▸ TO BE DONE:
Pick out each line in the entries below that contains the word "water" and copy those lines.
─── MATERIAL PROVIDED
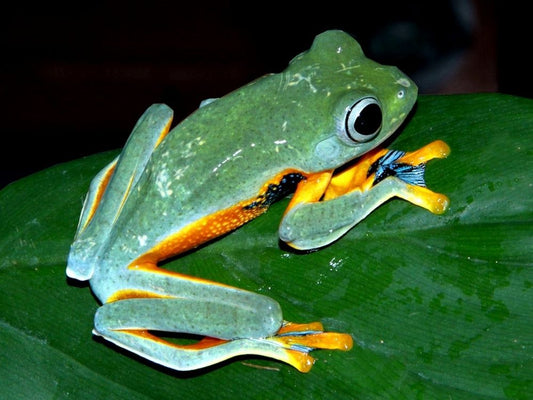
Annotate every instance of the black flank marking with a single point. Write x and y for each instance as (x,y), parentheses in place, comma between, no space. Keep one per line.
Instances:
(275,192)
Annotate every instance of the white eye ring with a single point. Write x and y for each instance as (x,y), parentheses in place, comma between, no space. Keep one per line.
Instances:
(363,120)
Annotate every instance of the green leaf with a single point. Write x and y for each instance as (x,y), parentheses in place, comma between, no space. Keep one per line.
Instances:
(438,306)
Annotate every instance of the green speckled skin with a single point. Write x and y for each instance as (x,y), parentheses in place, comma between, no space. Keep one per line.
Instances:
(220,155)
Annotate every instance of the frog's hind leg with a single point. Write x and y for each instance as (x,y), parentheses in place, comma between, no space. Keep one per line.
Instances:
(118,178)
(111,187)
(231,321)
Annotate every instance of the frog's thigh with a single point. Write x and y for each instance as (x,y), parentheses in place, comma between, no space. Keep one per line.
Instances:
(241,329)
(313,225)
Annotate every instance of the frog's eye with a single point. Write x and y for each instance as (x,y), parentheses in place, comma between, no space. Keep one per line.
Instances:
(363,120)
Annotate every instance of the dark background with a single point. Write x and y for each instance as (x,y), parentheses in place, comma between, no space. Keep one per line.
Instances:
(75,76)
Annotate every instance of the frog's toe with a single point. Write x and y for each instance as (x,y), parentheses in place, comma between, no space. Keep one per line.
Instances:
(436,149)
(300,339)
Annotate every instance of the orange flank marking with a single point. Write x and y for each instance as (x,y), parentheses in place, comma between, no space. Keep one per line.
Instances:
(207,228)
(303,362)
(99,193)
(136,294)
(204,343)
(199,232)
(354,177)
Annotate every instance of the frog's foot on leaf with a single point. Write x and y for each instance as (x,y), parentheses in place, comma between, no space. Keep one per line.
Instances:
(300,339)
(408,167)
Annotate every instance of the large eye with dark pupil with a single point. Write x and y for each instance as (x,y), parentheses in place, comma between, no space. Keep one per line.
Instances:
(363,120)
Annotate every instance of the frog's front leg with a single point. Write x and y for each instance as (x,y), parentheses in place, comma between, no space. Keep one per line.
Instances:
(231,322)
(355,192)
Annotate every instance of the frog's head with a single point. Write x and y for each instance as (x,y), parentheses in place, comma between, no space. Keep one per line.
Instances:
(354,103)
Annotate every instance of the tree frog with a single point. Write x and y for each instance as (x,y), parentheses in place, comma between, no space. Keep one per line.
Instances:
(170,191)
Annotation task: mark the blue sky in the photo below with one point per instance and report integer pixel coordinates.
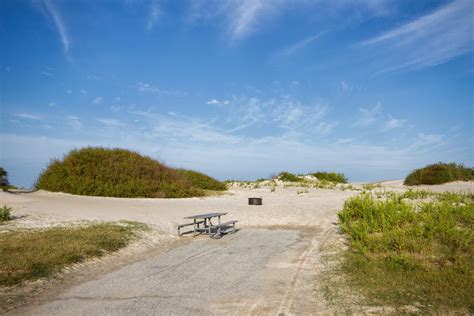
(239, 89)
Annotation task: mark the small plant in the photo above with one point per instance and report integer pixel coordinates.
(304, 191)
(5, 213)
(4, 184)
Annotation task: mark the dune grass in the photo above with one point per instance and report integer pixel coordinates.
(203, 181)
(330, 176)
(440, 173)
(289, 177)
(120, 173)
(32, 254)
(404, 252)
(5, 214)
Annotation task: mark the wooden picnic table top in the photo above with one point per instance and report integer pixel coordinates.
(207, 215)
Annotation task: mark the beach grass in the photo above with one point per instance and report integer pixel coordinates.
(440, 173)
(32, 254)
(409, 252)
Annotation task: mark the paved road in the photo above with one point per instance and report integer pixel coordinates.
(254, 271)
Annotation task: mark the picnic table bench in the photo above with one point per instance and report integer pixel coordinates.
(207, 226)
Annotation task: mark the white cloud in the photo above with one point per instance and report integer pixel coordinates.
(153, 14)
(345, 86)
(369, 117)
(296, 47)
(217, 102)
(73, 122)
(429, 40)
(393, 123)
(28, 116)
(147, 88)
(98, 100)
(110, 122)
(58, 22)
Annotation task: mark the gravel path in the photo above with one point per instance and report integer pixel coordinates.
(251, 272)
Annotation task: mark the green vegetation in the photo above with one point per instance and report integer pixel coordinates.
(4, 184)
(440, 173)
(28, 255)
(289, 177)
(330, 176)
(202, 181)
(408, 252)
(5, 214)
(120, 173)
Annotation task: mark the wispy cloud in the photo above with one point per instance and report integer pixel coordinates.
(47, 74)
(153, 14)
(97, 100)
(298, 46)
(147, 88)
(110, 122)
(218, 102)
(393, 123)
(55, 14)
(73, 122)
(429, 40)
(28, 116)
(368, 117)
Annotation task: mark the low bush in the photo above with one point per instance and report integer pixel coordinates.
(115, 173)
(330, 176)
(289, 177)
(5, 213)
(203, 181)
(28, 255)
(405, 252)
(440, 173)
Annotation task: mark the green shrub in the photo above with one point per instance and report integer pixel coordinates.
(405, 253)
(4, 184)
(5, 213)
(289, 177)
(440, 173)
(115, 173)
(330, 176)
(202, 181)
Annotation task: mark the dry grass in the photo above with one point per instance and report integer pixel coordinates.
──────
─── MATERIAL PROVIDED
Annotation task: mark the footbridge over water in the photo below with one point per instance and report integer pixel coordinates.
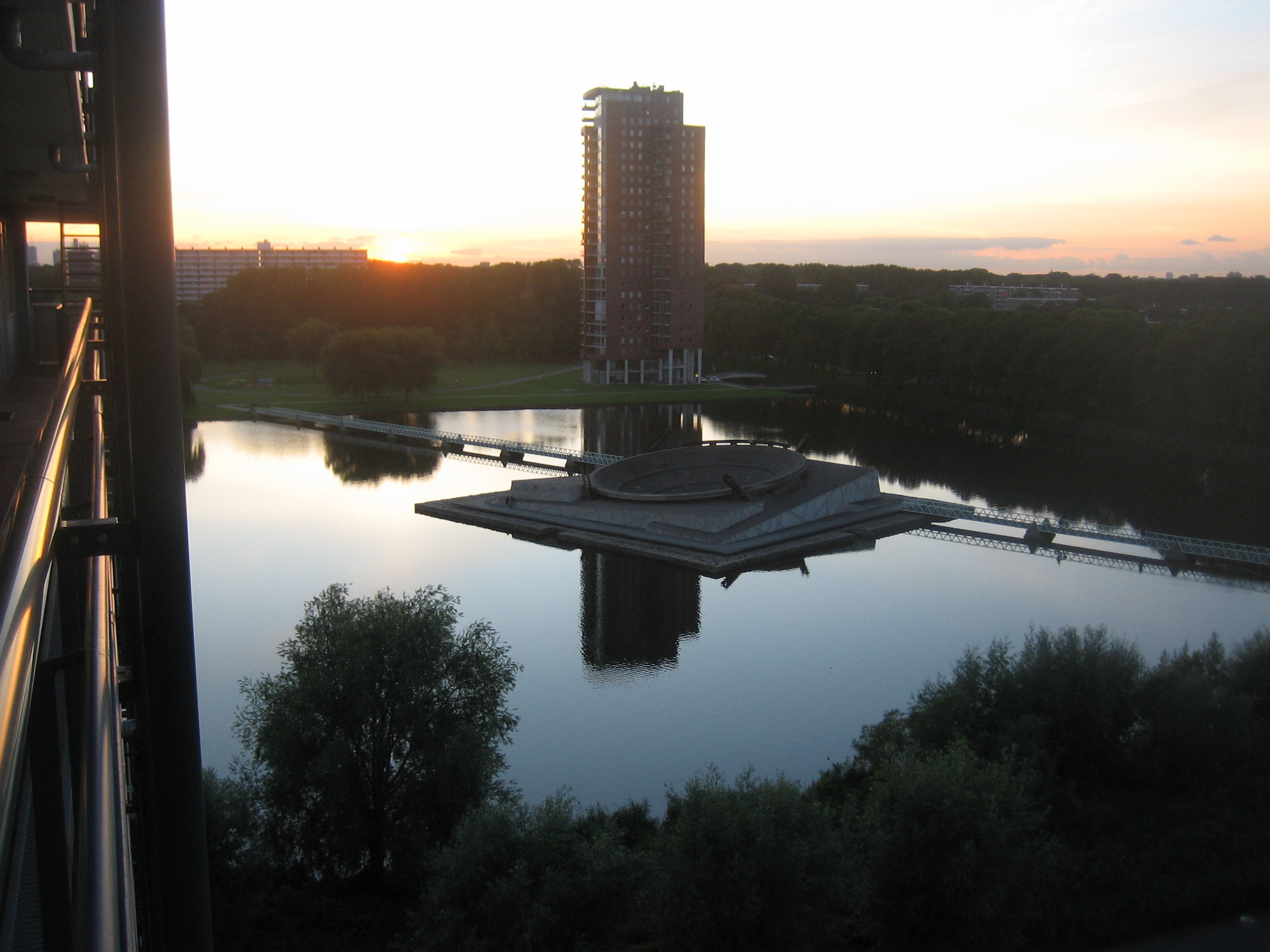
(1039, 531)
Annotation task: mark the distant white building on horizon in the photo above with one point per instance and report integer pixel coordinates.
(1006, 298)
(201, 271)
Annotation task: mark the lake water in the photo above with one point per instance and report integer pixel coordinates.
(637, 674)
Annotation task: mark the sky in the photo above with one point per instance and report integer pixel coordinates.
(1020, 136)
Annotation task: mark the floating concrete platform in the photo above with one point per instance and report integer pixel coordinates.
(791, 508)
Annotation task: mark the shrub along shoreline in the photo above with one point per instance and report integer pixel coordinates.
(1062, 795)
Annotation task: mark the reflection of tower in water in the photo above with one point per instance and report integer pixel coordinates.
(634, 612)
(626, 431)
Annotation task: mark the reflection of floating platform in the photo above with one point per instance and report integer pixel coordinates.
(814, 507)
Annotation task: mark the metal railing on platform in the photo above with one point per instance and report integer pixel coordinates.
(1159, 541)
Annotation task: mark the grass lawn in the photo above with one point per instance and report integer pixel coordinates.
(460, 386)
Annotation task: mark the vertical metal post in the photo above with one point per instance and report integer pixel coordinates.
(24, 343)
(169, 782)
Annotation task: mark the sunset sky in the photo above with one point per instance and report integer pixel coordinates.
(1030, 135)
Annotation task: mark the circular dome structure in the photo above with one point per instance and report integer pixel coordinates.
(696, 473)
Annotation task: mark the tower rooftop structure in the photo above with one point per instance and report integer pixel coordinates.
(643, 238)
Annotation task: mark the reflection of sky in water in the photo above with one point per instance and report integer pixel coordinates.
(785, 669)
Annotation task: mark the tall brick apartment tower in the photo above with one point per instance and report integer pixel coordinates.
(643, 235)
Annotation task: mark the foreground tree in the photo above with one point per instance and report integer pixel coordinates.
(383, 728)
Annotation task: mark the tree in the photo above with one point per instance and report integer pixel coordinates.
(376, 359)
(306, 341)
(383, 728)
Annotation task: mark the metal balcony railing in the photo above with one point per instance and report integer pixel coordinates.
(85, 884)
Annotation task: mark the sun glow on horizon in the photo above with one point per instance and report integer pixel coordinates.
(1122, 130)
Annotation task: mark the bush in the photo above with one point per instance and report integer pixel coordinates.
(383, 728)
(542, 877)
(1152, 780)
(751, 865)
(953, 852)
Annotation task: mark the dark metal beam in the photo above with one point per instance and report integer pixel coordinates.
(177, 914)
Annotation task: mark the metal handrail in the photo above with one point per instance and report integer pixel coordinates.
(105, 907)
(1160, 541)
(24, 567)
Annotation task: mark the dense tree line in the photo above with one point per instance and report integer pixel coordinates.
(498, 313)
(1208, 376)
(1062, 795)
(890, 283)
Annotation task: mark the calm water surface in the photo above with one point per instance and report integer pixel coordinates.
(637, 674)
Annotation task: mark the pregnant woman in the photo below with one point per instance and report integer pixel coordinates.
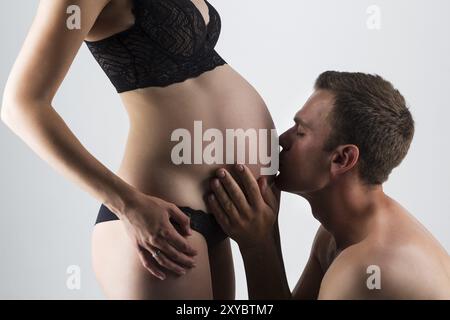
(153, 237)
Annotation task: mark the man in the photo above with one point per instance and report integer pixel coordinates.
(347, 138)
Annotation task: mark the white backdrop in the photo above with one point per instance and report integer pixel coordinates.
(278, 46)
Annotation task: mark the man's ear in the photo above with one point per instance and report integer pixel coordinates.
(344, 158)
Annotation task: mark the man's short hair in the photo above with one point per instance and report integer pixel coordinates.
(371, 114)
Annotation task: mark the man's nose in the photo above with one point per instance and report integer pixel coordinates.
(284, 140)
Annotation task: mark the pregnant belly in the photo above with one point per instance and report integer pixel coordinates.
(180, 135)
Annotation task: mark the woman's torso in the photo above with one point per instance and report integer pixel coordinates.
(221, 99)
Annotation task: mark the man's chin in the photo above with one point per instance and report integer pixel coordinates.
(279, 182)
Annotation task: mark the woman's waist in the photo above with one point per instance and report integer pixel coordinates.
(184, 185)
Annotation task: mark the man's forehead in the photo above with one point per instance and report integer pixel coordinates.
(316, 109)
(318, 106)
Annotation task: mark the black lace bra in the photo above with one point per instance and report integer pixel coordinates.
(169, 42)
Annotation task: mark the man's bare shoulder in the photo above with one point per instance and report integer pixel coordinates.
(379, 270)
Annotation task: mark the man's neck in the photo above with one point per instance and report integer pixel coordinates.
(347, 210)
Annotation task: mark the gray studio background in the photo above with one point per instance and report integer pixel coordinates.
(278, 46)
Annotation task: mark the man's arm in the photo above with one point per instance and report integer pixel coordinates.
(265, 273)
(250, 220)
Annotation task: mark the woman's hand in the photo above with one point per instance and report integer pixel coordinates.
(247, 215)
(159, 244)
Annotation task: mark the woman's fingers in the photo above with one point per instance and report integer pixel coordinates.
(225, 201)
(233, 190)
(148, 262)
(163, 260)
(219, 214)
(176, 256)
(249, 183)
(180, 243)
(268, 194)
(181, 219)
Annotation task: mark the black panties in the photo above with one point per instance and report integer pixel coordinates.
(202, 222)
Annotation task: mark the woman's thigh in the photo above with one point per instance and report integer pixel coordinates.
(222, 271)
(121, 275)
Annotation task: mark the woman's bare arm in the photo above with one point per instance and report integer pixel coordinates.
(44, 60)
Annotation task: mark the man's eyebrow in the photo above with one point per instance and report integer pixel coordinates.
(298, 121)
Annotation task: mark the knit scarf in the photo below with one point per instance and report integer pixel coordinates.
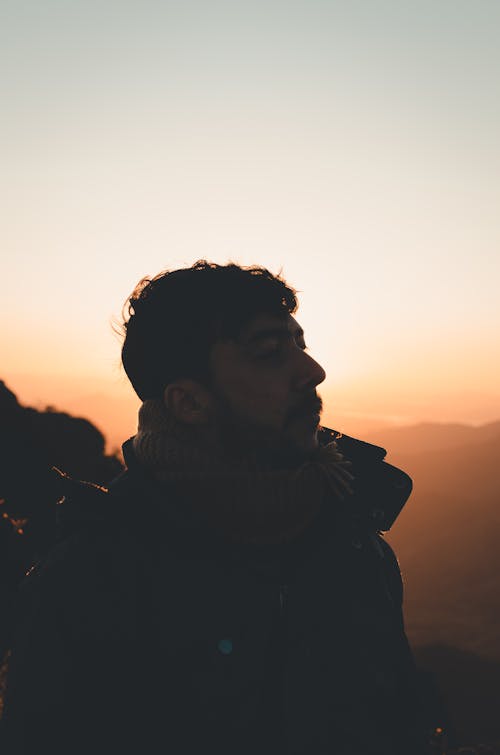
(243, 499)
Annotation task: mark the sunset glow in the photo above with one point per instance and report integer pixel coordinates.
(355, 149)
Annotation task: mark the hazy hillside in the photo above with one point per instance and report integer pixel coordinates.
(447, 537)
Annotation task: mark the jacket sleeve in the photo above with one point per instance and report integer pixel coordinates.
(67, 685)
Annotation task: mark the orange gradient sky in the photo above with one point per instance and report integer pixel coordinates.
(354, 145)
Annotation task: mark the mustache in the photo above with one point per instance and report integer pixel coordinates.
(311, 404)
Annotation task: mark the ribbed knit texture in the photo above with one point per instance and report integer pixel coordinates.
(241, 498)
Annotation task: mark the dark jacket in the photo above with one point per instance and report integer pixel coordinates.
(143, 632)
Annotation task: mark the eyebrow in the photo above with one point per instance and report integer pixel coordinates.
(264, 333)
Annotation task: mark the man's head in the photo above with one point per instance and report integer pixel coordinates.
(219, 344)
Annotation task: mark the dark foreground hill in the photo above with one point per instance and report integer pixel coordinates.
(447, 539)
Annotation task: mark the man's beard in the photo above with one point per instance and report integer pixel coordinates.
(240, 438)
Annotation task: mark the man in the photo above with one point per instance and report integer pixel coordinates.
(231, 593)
──────
▸ REPLY:
Annotation task: mark the footbridge over water in the photo below with one point per instance and report integer pixel coordinates.
Annotation task: mark the lake water in the photo above with one point per instance and report integer pixel coordinates.
Annotation task: mark the reflection of tower in water in the photo above with one point per instance and report integer pixel coordinates.
Annotation task: mark the reflection of sky in water in the photo above with one point per instance and report integer pixel coordinates.
Annotation task: mark the calm water surface in the photo above with one point per instance and report integer pixel coordinates.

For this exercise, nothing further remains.